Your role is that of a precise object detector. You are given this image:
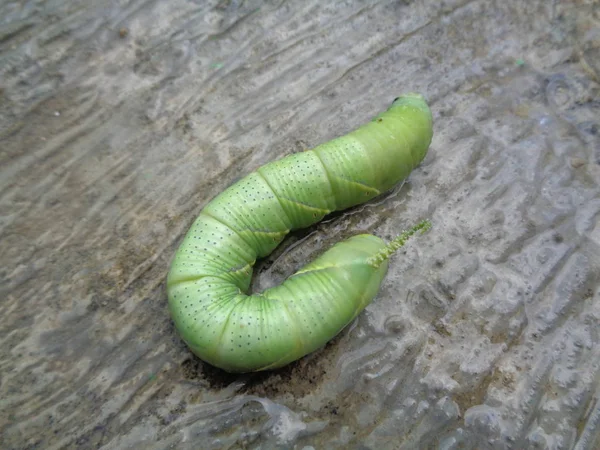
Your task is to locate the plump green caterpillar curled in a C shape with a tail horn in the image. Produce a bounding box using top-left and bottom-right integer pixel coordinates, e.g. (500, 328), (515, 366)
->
(167, 94), (433, 372)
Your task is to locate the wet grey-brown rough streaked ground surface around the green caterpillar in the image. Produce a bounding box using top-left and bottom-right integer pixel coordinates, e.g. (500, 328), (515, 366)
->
(0, 0), (600, 450)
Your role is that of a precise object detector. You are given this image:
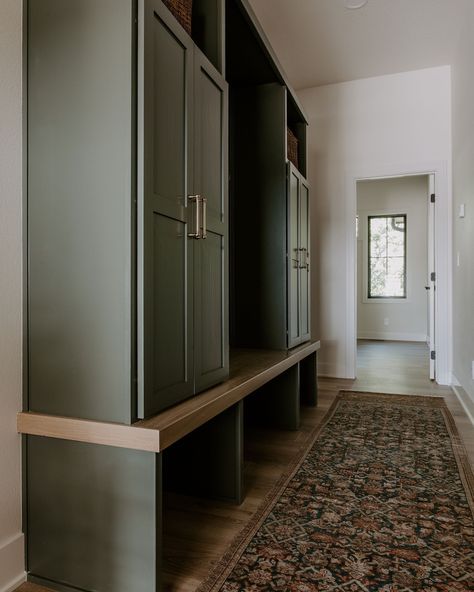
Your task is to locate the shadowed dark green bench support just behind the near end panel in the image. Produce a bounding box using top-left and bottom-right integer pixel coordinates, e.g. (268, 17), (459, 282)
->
(163, 401), (243, 504)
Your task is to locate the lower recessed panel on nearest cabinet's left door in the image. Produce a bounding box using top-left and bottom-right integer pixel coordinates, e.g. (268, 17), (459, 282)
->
(153, 214), (189, 407)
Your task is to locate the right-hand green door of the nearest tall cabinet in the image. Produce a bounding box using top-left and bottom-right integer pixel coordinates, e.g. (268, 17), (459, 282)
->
(193, 49), (229, 392)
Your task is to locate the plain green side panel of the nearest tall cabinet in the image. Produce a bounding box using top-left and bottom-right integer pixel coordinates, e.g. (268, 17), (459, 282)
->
(28, 0), (134, 423)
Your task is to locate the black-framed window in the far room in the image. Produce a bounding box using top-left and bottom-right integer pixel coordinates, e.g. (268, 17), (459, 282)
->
(367, 214), (407, 298)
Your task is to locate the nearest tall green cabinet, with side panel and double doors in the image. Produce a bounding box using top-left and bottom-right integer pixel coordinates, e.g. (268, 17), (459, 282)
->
(27, 0), (228, 423)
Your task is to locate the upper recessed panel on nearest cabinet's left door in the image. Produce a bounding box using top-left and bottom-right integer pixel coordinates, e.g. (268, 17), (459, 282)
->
(153, 13), (190, 203)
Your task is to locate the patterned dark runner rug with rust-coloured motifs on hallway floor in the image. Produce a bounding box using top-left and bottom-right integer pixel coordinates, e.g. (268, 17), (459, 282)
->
(198, 391), (474, 592)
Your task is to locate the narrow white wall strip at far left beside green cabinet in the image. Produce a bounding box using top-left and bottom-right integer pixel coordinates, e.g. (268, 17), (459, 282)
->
(0, 0), (24, 592)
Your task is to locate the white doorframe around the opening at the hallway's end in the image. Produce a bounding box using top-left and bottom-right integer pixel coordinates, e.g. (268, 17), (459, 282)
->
(345, 162), (452, 385)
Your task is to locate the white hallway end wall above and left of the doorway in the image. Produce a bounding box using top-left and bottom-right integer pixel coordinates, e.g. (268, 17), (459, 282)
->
(299, 67), (451, 377)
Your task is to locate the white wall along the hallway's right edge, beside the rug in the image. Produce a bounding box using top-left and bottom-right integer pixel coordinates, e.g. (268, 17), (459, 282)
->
(452, 0), (474, 405)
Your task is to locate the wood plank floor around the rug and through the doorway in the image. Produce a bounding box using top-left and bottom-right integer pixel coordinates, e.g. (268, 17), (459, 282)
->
(18, 341), (474, 592)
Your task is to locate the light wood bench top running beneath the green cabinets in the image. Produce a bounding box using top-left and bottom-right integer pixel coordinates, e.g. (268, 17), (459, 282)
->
(17, 341), (320, 452)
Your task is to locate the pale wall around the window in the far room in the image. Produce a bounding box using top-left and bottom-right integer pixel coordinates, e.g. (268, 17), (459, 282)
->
(357, 176), (429, 340)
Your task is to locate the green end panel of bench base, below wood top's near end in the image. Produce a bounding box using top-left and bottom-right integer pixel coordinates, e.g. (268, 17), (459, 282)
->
(26, 436), (162, 592)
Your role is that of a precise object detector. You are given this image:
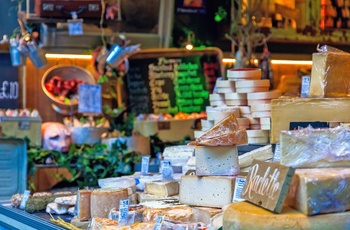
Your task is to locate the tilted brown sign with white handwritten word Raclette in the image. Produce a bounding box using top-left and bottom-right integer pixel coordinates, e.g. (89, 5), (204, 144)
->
(241, 160), (295, 213)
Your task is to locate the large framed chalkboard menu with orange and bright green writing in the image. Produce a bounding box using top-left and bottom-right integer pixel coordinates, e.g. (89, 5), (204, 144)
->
(125, 48), (222, 114)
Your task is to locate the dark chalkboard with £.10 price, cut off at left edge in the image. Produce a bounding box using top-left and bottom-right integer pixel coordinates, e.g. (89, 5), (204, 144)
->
(0, 53), (20, 109)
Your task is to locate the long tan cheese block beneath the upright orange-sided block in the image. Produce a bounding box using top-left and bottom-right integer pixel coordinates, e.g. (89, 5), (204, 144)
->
(271, 98), (350, 143)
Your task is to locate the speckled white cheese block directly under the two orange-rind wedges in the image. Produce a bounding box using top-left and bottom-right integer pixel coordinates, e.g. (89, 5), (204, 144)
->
(195, 145), (239, 176)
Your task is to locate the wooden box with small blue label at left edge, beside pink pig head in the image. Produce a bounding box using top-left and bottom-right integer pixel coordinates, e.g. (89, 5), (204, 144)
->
(0, 117), (42, 146)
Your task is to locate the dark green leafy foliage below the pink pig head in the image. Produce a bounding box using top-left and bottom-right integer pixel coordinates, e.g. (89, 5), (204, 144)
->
(27, 139), (141, 188)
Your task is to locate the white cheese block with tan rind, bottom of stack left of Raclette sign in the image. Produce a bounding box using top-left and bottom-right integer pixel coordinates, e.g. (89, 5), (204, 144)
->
(179, 176), (235, 208)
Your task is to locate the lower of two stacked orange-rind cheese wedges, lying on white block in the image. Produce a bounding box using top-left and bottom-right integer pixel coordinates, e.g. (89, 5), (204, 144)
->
(192, 129), (248, 146)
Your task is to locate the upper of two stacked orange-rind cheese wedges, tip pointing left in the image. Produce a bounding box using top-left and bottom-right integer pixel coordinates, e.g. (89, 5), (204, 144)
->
(197, 114), (239, 142)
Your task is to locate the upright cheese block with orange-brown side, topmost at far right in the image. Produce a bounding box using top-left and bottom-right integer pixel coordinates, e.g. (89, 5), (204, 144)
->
(309, 52), (350, 98)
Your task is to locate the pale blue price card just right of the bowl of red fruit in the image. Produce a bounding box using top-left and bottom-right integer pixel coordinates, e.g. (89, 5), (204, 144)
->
(78, 84), (102, 114)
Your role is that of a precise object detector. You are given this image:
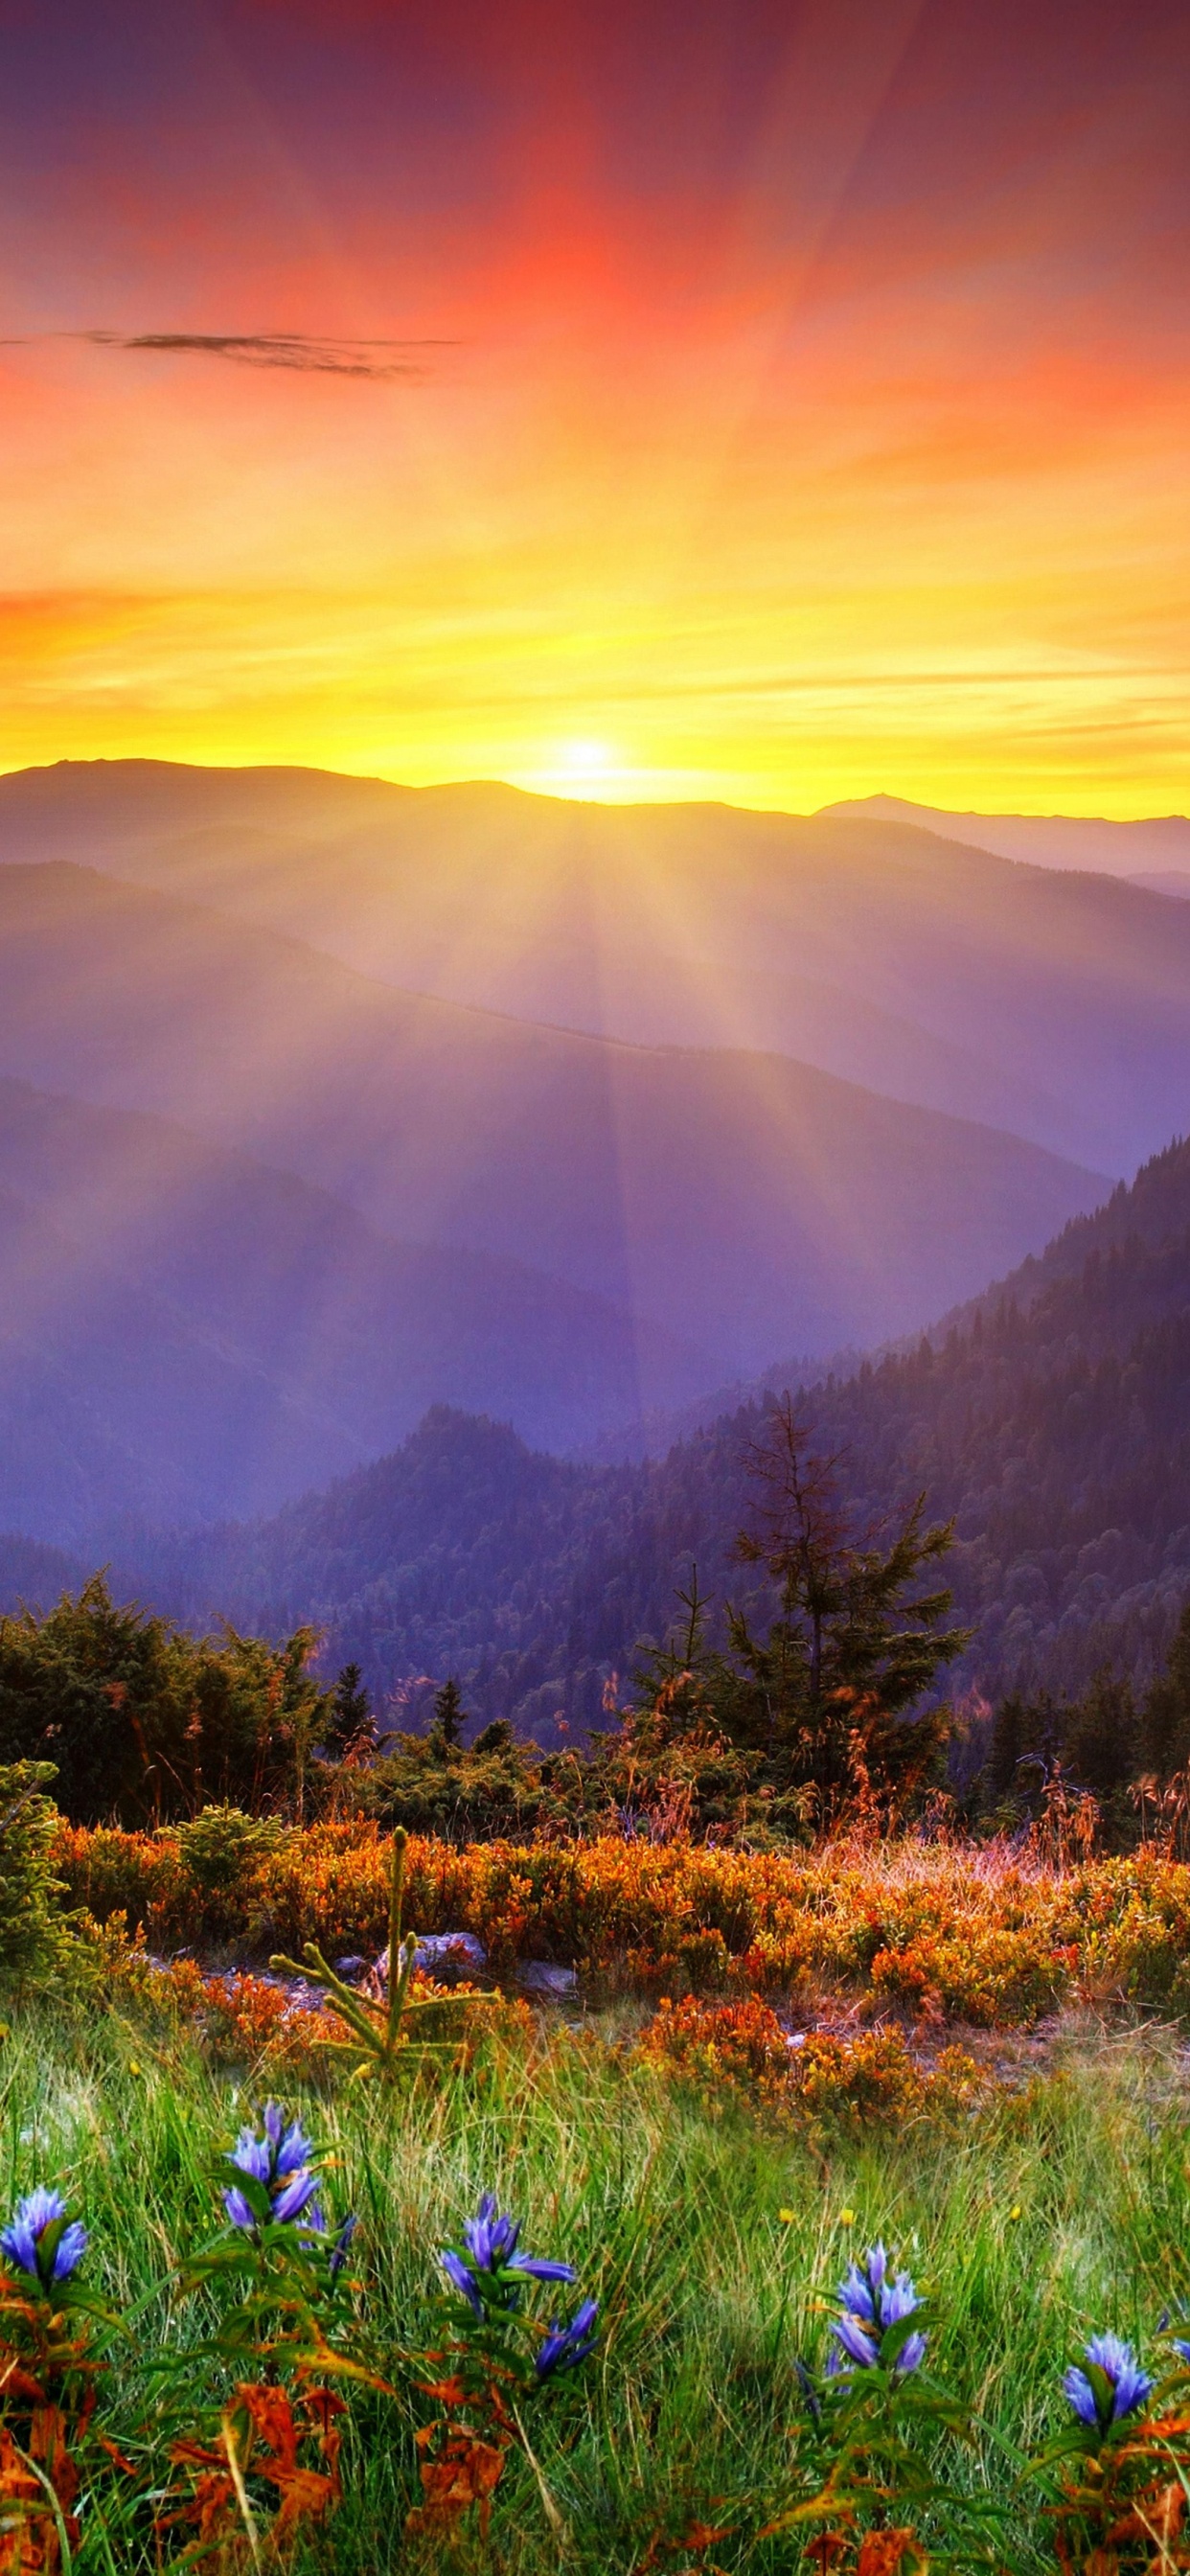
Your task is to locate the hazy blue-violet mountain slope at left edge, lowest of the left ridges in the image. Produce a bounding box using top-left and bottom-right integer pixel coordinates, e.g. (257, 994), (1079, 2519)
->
(0, 1079), (716, 1546)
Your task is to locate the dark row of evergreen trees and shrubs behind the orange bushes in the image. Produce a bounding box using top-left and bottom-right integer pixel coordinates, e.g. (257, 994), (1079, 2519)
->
(0, 1399), (1190, 1845)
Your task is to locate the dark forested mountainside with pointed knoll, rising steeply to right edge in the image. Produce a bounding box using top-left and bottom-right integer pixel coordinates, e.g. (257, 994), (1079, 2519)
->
(111, 1143), (1190, 1741)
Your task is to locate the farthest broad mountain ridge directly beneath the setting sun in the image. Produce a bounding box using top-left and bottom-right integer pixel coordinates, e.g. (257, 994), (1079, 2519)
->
(0, 760), (1190, 1163)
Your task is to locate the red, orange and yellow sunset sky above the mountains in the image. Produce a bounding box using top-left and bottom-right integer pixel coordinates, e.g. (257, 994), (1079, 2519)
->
(0, 0), (1190, 816)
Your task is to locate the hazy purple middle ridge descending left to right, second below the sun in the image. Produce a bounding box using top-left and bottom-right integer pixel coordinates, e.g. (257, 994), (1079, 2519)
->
(0, 862), (1102, 1438)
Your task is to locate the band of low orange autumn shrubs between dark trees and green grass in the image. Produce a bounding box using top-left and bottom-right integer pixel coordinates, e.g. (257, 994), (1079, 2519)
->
(52, 1819), (1190, 2027)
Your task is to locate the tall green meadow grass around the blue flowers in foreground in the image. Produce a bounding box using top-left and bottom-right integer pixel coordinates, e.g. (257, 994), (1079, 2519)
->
(0, 2012), (1190, 2576)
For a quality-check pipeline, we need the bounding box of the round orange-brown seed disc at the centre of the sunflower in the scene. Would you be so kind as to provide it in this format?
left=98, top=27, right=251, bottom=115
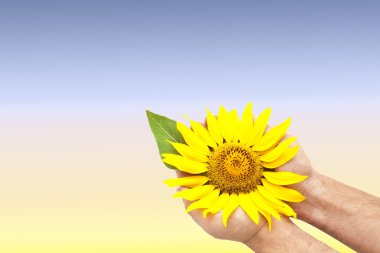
left=208, top=143, right=263, bottom=194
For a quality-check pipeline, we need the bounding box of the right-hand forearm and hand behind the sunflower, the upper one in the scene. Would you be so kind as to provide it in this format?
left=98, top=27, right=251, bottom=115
left=279, top=142, right=380, bottom=252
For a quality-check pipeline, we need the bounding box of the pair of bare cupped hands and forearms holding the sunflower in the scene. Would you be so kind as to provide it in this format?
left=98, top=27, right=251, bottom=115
left=178, top=136, right=380, bottom=252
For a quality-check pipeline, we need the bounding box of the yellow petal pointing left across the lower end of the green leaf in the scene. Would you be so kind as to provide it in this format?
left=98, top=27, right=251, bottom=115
left=162, top=154, right=208, bottom=174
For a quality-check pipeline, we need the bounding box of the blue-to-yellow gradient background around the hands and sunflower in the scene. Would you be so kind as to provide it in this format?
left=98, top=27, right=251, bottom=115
left=0, top=1, right=380, bottom=252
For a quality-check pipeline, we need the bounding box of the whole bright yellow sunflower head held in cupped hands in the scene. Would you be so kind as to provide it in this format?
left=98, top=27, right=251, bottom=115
left=162, top=103, right=307, bottom=230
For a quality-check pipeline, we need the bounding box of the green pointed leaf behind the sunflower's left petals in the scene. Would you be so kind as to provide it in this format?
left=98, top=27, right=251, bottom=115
left=146, top=110, right=185, bottom=169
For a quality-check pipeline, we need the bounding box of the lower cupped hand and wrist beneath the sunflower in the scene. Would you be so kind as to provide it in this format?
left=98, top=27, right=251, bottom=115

────

* [What you will do]:
Go over the data and return every line that includes the word "doorway".

* [Solution to the exercise]:
Your task is to locate the white hallway end wall above and left of the doorway in the image. Produce a bounding box using top-left and bottom-right integer pixel coordinates, e.g. (268, 17), (459, 282)
Your task is to locate the wood plank floor around the rug and through the doorway in the image. Produce a bounding box using top-left and bottom-right integer pixel coordinates, e.g. (268, 17), (459, 282)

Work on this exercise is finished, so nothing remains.